Two incidents in the late 20th and early 21st centuries pointed out both the progress that has been made and the continuing limitations in navigating the ocean depths. Researchers from France and the United States combined their navigational skills and technology in an effort to find the wreck of the luxury ocean liner Titanic, which sank in 1912 off the coast of Newfoundland. They finally succeeded on Sept. 1, 1985. One of the new devices they used was a remotely controlled search vehicle from which they were able to take underwater video images of the ship. Although technology exists to locate objects, there are still limitations in the ability to function underwater. In August 2000 an accident aboard a Russian nuclear-powered submarine led to tragedy when the ship sank and rescue efforts failed to save the 118 crewmembers on board.

The Challenge of Underwater Navigation



Operations within the ocean depths, like those at sea, in the air, and in space, are governed by natural physical laws. Unique problems, however, are encountered below the ocean surface. An example is the great pressure of the water in the depths of the ocean—just the reverse of the near vacuum, or lack of pressure, in outer space.
The flow of ocean currents, temperature gradients, and lack of visibility without the use of artificial lights also makes oceanographic navigation a difficult procedure. The methods of celestial navigation, such visual aids to navigation as buoys, and most electronic methods are not usable.

Items stored from a collection:
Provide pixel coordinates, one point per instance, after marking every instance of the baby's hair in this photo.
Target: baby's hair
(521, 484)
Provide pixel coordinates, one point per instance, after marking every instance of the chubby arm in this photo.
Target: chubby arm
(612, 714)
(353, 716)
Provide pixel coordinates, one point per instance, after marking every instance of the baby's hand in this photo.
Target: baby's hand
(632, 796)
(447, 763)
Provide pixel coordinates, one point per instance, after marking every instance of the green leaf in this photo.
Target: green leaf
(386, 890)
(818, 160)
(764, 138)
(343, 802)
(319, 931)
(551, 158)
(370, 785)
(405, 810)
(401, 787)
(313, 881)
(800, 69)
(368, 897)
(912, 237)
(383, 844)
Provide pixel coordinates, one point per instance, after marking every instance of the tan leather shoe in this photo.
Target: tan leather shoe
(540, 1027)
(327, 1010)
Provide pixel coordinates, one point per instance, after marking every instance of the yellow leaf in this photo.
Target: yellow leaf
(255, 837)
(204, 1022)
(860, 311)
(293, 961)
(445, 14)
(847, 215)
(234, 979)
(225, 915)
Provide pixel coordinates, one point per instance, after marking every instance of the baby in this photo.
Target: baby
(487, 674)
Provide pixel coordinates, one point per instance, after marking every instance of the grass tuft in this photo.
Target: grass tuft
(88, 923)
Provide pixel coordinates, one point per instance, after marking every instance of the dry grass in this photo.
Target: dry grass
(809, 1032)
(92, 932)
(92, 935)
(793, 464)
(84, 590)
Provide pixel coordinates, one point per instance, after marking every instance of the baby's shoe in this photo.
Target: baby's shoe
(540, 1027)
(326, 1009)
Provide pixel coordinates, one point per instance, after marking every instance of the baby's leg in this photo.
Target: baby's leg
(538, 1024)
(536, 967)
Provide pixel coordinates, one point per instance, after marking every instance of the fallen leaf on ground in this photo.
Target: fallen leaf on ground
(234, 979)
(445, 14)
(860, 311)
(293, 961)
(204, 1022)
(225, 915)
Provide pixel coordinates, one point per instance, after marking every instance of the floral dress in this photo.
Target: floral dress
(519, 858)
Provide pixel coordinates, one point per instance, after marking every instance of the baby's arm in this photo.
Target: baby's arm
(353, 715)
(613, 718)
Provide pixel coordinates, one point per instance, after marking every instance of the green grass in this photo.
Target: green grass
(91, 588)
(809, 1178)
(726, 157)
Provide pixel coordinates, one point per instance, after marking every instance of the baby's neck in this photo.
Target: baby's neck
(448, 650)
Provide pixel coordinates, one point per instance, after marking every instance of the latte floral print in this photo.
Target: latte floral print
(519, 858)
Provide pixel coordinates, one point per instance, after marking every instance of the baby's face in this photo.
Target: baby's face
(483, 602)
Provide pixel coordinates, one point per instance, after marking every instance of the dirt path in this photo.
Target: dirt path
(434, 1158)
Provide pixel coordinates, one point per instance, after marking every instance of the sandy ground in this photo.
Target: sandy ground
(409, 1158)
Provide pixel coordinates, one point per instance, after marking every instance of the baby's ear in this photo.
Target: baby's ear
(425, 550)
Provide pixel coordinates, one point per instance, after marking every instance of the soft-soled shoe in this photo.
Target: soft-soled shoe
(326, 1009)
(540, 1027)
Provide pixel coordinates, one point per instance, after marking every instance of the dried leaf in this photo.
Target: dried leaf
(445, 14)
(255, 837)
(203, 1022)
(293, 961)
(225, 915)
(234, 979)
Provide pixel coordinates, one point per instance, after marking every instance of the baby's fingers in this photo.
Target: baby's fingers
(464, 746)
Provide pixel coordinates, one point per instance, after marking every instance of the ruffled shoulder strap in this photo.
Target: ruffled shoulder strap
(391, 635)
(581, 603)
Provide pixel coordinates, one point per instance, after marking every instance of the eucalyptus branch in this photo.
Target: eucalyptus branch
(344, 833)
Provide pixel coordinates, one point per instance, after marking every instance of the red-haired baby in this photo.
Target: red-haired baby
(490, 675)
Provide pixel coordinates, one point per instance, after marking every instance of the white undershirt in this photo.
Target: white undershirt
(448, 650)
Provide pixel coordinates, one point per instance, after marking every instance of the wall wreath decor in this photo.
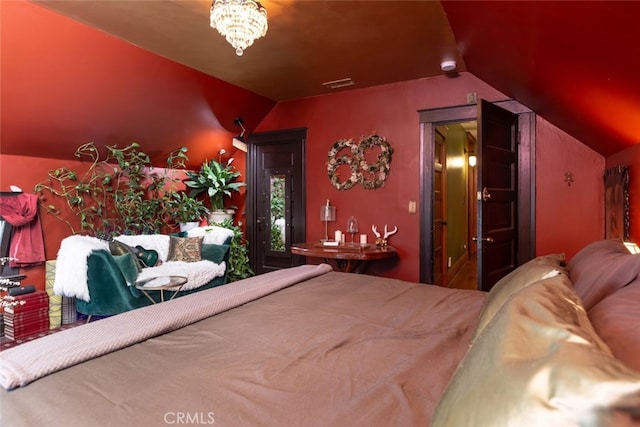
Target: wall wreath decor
(358, 156)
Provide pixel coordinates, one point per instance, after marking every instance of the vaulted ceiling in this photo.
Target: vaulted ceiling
(574, 63)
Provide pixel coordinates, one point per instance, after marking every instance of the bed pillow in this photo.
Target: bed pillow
(601, 268)
(187, 249)
(617, 320)
(540, 363)
(530, 272)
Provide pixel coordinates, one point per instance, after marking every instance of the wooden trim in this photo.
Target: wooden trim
(526, 176)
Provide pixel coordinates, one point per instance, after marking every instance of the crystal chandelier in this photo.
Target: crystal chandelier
(239, 21)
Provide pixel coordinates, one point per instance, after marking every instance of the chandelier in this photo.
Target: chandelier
(239, 21)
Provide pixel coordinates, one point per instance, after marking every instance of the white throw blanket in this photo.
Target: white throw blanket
(71, 265)
(198, 273)
(25, 363)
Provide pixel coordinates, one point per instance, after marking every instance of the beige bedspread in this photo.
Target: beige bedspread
(337, 349)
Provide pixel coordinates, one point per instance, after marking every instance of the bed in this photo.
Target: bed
(310, 346)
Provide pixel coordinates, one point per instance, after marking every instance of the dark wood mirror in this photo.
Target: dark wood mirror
(616, 202)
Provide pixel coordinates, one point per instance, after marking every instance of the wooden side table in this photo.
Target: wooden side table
(350, 257)
(162, 283)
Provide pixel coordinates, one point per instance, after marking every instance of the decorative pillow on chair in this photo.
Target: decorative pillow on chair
(118, 248)
(187, 249)
(144, 257)
(601, 268)
(539, 268)
(540, 363)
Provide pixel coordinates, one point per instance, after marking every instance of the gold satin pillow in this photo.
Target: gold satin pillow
(530, 272)
(187, 249)
(540, 363)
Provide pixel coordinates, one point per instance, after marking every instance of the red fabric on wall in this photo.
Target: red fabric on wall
(27, 242)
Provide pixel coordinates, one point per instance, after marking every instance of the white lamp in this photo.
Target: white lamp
(327, 213)
(239, 21)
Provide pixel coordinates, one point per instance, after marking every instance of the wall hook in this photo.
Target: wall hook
(568, 178)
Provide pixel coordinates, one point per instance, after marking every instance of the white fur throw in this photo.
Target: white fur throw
(71, 265)
(198, 273)
(212, 234)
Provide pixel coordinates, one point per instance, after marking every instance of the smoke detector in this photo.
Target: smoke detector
(448, 65)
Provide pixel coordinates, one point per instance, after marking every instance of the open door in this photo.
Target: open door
(275, 199)
(497, 233)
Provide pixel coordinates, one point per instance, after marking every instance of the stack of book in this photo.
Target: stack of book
(30, 318)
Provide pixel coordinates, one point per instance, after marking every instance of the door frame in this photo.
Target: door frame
(526, 176)
(298, 212)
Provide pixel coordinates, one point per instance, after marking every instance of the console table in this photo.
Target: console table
(350, 257)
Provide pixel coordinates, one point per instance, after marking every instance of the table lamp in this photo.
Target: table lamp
(327, 213)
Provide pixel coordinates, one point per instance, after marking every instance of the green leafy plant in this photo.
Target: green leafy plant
(216, 180)
(238, 267)
(120, 192)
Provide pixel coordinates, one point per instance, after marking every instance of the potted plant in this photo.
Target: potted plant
(216, 180)
(238, 267)
(187, 211)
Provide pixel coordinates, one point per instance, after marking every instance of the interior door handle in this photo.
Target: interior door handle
(484, 239)
(485, 194)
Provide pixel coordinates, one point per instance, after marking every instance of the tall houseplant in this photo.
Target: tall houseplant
(216, 180)
(238, 267)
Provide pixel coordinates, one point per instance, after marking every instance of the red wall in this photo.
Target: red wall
(55, 88)
(631, 158)
(391, 111)
(567, 216)
(64, 84)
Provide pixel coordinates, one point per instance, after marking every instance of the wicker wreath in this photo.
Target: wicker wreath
(358, 164)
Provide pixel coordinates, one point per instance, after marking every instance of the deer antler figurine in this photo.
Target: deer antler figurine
(383, 241)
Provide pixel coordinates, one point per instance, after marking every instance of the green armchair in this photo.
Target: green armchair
(108, 278)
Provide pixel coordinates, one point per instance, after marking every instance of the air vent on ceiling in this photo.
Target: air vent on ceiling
(335, 84)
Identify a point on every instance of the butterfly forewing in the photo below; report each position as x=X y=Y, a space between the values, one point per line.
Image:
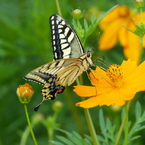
x=65 y=41
x=69 y=60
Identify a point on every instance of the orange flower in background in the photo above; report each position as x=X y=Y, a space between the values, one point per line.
x=115 y=86
x=113 y=30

- _Given problem A_
Answer the following questions about the passage on underwater navigation.
(i) On what date did the researchers finally succeed in finding the wreck of the Titanic?
(ii) How many crewmembers were on board the Russian nuclear-powered submarine that sank in August 2000?
(iii) Which condition of the ocean depths does the passage describe as the reverse of the near vacuum of outer space?
- _Given problem B_
Proceed with the passage on underwater navigation, writing on from its final sentence.

- _Exercise answer A_
(i) Sept. 1, 1985.
(ii) 118.
(iii) The great pressure of the water in the depths of the ocean.

- _Exercise answer B_
The Continental Shelf

Around each continent is an area, of varying distance from shore, that lies in water of relatively shallow depth. It is called the continental shelf. In some of these areas, submerged river channels can be traced well out to sea. Mariners and ocean navigators use those submerged channels that have been charted as aids in navigation.
The ocean currents of the world have also been charted. The ocean floor is being charted in greater detail and at greater depths than ever before. This is being done partly to meet the requirements of antisubmarine defenses. Electronic depth-finding instruments have produced much data for charts of the ocean floor. In recent years major advances have been made in underwater archaeology, in oceanography, and in meteorology

The Use of Very-Low-Frequency Radiation

Current methods of ocean navigation and communication involve very-low-frequency radiation, or hydronic radiation, the name given to electromagnetic waves having frequencies of 14 to 30 kilohertz, which travel through water much as radio waves travel through the atmosphere. These waves and methods of transmitting and receiving are especially useful in on-land communication with submarines.
When transmitted from appropriate antennas, very-low-frequency waves appear to have directional properties. Thus “homing” or bearing-taking devices, similar to radio direction finders, are used to receive them. Such equipment can also be an aid to underwater surveying.
Hydronic radiation can carry signals through water for surface distances of at least 30 miles (48 kilometers). The equipment used for this is similar to conventional radio. Scuba divers carrying underwater walkie-talkies, for instance, can talk with people over 300 yards (274 meters) away on the water's surface.
Since signals from land reach depths of only 33 to 49 feet (10 to 15 meters), a project known as ELF, an extremely low-frequency communications system, was proposed in the 1960s. This system would use an enormous antenna buried in the ground, with arms originally reaching 6,000 miles (9,600 kilometers), and would send 72- to 80-hertz signals to submarines at great depths. After much debate the United States Navy abandoned the ELF project in 1981.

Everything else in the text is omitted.